Mais les phénomènes auxquels nous sommes confrontés ne sont plus ceux des années 1970.

Les mouvements d’aujourd’hui empruntent volontiers les codes de la science, de la spiritualité « naturelle », du coaching ou du bien-être intégral. L’anthroposophie, par exemple, se déploie dans des écoles, des établissements de soins ou des pratiques agricoles en revendiquant une « pédagogie alternative » issue d’un corpus ésotérique du début du XXᵉ siècle. La Scientologie demeure active et continue de recruter à travers des programmes de « développement personnel » soigneusement présentés comme neutres. Certains influenceurs pseudo-thérapeutiques mobilisent un discours de santé totale qui séduit un public vulnérabilisé par l’isolement numérique. S’y ajoutent les pratiques de jeûne extrême, le respirianisme ou diverses formes de « soins énergétiques », dont plusieurs enquêtes ont révélé le potentiel d’abus sexuels, financiers ou psychologiques.

On voit aussi apparaître des situations d’emprise qui ne passent plus par des communautés organisées : un simple échange régulier en ligne peut suffire pour qu’une personne vulnérable se retrouve sous l’influence directe et exclusive d’un « guide » ou d’un pseudo-thérapeute — ou d’un brouteur. Les signalements récents montrent que l’emprise peut désormais se construire dans un tête-à-tête numérique, sans structure formelle autour. On parle parfois d’État gazeux du phénomène sectaire.

À cela se superpose un réflexe social dangereux : la tentation de blâmer les victimes. « Il faut être bête pour y croire », voilà une phrase qui absout le manipulateur, rend invisibles les ressorts psychologiques de l’emprise, et renforce la honte des survivants. Or nous savons que l’emprise n’a rien à voir avec l’intelligence : elle repose sur l’abus de pouvoir, l’isolement, la saturation émotionnelle et la confiscation progressive de l’autonomie.

La grande diversité du phénomène repose pourtant sur un socle commun : un individu qui s’arroge un pouvoir total sur un autre au nom d’une connaissance prétendument supérieure, d’une révélation que « le monde extérieur refuse de comprendre ». L’engrenage cognitif qui suit produit un endoctrinement, un durcissement de la croyance qui rend très difficile le simple fait d’avoir une discussion argumentée avec les personnes sous emprise.

Voilà pourquoi la tâche est immense.

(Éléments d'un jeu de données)
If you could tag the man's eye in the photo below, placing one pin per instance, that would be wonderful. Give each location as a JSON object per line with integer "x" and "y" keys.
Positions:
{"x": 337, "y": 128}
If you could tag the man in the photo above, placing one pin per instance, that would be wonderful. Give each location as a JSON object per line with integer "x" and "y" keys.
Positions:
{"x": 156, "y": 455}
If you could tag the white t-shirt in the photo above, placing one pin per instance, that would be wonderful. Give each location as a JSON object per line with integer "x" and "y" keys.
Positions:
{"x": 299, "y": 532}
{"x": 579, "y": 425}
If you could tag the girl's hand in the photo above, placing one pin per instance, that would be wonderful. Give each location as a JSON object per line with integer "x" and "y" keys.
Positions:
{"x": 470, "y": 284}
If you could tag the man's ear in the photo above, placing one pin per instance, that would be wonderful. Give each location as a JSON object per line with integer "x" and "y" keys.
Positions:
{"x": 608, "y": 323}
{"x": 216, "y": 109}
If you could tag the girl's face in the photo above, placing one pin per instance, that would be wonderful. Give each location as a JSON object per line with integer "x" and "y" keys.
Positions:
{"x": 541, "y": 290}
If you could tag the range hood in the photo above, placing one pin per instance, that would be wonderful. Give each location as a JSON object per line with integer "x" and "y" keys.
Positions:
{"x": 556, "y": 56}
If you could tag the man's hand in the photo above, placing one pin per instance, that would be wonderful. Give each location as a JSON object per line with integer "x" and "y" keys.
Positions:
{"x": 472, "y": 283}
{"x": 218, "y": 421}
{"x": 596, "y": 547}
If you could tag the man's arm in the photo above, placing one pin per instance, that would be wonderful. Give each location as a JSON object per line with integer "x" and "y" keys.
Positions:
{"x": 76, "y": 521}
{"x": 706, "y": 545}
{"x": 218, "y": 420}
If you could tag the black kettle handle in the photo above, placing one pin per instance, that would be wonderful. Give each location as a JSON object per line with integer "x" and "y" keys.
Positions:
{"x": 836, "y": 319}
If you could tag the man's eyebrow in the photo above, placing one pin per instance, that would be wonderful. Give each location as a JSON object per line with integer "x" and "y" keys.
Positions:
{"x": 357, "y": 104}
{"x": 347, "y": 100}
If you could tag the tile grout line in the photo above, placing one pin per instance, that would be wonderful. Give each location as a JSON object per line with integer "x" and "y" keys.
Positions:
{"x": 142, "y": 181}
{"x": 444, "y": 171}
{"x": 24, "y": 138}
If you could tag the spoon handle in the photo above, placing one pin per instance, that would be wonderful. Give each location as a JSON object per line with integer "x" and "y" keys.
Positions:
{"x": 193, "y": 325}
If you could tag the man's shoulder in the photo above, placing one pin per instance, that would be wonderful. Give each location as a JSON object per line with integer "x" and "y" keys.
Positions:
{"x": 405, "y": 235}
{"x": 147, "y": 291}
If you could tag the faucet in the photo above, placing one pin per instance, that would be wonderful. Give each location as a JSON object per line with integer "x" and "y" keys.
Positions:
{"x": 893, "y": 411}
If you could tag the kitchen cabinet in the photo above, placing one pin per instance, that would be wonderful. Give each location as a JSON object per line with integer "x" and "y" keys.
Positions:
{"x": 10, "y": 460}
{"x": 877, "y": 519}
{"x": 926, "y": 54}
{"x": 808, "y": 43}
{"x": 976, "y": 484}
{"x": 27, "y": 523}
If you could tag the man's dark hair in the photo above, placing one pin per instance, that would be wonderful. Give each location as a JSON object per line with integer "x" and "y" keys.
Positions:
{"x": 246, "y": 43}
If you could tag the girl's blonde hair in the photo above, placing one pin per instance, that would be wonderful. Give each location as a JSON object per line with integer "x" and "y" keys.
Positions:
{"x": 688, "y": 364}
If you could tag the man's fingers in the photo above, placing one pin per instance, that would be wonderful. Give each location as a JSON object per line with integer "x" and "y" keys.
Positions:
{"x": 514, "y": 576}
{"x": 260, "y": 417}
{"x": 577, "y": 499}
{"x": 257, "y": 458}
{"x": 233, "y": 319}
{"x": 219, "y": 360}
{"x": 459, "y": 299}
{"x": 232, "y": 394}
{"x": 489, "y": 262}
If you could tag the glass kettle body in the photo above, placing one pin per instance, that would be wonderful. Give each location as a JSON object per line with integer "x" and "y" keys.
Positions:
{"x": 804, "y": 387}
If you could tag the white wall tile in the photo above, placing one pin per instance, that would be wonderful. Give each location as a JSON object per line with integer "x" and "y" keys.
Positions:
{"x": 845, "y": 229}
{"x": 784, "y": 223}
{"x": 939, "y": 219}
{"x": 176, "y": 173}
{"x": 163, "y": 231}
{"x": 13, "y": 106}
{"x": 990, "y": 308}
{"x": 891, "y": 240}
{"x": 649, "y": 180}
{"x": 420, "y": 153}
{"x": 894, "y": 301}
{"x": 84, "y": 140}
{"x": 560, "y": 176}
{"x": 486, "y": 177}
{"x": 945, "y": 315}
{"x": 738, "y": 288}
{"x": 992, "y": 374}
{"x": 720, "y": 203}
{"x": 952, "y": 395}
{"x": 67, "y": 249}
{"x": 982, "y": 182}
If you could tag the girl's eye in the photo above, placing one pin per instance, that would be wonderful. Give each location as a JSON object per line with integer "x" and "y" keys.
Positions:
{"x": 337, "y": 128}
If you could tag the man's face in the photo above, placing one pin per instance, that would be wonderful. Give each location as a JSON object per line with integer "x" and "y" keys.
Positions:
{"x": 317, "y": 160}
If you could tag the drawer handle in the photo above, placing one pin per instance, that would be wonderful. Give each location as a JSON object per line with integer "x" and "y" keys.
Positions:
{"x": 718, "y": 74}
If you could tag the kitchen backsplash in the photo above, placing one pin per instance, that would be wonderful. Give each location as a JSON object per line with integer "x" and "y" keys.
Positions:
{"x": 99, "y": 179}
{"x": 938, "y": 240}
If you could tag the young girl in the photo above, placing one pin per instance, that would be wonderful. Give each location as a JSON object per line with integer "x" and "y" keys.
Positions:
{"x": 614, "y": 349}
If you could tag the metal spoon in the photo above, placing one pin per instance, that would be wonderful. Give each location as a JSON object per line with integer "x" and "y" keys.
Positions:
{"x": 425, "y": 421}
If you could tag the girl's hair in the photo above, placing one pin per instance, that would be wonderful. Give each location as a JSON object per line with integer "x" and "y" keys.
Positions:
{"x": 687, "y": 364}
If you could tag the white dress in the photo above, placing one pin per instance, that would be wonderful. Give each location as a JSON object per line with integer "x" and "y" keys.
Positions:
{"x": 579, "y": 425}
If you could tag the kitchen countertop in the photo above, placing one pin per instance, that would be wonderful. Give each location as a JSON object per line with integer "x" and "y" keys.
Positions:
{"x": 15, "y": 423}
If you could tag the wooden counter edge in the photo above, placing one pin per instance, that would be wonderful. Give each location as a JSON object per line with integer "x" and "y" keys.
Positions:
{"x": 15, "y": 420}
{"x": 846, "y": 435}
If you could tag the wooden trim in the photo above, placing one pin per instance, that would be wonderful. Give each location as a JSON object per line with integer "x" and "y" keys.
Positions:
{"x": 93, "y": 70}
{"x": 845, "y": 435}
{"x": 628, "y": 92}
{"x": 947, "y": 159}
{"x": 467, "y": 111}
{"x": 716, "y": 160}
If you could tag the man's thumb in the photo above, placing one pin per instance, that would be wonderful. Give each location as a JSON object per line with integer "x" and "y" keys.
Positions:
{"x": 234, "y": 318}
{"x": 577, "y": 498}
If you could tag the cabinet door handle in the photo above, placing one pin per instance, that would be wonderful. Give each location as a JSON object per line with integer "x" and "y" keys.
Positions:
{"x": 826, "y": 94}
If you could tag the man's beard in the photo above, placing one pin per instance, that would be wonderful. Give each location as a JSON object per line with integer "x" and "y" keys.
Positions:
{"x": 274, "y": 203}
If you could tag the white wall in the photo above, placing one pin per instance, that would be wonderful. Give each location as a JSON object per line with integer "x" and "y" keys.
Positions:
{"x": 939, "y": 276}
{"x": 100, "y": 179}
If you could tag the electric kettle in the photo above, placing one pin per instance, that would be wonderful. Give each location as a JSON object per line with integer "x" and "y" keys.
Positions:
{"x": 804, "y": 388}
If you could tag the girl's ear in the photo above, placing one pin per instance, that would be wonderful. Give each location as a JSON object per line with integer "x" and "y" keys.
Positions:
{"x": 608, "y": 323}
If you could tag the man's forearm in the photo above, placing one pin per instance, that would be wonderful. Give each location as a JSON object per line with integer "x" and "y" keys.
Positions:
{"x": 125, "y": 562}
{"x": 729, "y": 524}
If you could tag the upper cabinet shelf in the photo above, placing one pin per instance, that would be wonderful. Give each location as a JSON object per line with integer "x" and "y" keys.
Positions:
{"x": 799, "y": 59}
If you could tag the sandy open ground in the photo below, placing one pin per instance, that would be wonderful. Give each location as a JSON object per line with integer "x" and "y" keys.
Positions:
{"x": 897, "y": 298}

→ Liste des activités
• A. Recopiez fidèlement, dans le texte sur les dérives sectaires, le passage qui s'ouvre sur les mots « On voit aussi » et s'achève sur « du phénomène sectaire. ».
• B. D'après le texte sur les dérives sectaires, sur quoi repose l'emprise ? Citez tous les facteurs mentionnés.
• C. Poursuivez le texte sur les dérives sectaires à la suite de sa dernière phrase.
Ces lignes constituent un matériau distinct du texte.

→ Réponses numérotées
• A.
On voit aussi apparaître des situations d’emprise qui ne passent plus par des communautés organisées : un simple échange régulier en ligne peut suffire pour qu’une personne vulnérable se retrouve sous l’influence directe et exclusive d’un « guide » ou d’un pseudo-thérapeute — ou d’un brouteur. Les signalements récents montrent que l’emprise peut désormais se construire dans un tête-à-tête numérique, sans structure formelle autour. On parle parfois d’État gazeux du phénomène sectaire.

• B. l'abus de pouvoir, l'isolement, la saturation émotionnelle et la confiscation progressive de l'autonomie

• C.
Aider les victimes, soutenir les familles, prévenir l’emprise : tout cela exige de la connaissance. Nous avons besoin des sciences sociales, de la psychologie, des neurosciences, de l’étude des dynamiques de groupe, de l’expertise juridique. Nous avons besoin d’un diagnostic clair pour savoir quelles interventions fonctionnent, dans quels contextes, et comment renforcer l’autonomie des personnes vulnérabilisées.

L’esprit critique joue ici un rôle central. Non pas comme un simple idéal individuel, mais comme une compétence collective d’évaluation de la confiance : qu’est-ce qui mérite d’être cru ? Quelle source gagne ou perd en fiabilité ? Quelle méthode garantit l’intégrité d’une information ? Une société où la confiance est bien calibrée est une société où les manipulateurs ont moins de prise.

C’est tout l’enjeu du projet PRISME : mettre en commun les savoirs, les expériences et les outils qui permettent de comprendre, d’agir, et de protéger. Le défi est considérable, mais il n’est pas hors de portée si nous le relevons ensemble.

Notre initiative n’a pas vocation à effacer, supplanter ou remplacer celle des associations qui, depuis des années, travaillent sur ces sujets, sensibilisent la population et apportent un soutien vital aux victimes, mais d’apporter des outils supplémentaire pour mieux comprendre les phénomènes humains au cœur de cette problématique et distinguer plus efficacement les bonnes et les moins bonnes méthodes pour atteindre notre objectif commun : l’émancipation individuelle, la vigilance collective, la justice pour tous, et la liberté de conscience.

 

Je vous souhaite la bienvenue au congrès PRISME.